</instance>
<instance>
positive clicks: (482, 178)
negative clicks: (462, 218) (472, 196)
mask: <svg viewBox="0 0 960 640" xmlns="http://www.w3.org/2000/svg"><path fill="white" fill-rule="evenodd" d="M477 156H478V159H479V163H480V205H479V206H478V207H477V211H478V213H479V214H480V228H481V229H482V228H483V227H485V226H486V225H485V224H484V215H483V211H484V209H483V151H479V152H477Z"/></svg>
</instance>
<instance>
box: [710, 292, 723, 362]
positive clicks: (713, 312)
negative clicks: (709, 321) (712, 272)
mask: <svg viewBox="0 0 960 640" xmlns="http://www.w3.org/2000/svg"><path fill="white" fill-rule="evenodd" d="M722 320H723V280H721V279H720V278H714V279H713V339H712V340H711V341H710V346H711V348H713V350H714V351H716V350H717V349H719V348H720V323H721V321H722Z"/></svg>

──────────

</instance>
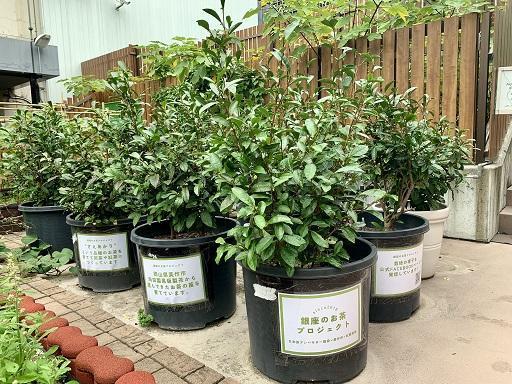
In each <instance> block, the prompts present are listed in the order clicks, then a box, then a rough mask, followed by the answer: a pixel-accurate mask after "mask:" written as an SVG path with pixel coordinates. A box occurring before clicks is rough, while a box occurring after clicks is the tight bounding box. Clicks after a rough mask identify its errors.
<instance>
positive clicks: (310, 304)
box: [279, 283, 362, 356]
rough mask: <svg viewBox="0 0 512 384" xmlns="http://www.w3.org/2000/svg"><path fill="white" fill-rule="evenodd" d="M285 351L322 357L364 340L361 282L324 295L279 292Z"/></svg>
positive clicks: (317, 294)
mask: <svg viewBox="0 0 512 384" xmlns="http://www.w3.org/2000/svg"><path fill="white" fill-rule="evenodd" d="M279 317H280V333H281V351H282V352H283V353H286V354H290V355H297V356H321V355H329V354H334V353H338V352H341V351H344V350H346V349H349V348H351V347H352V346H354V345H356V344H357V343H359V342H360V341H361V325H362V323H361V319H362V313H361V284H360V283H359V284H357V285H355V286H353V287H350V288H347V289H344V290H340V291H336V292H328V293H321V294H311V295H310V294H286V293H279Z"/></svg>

──────────

• Qué se pide:
Muestra, copiadas sin cambios, todas las líneas de las filas de arriba que contienen la palabra "negative".

• Respuesta:
negative clicks: (462, 218) (472, 196)
negative clicks: (709, 321) (712, 272)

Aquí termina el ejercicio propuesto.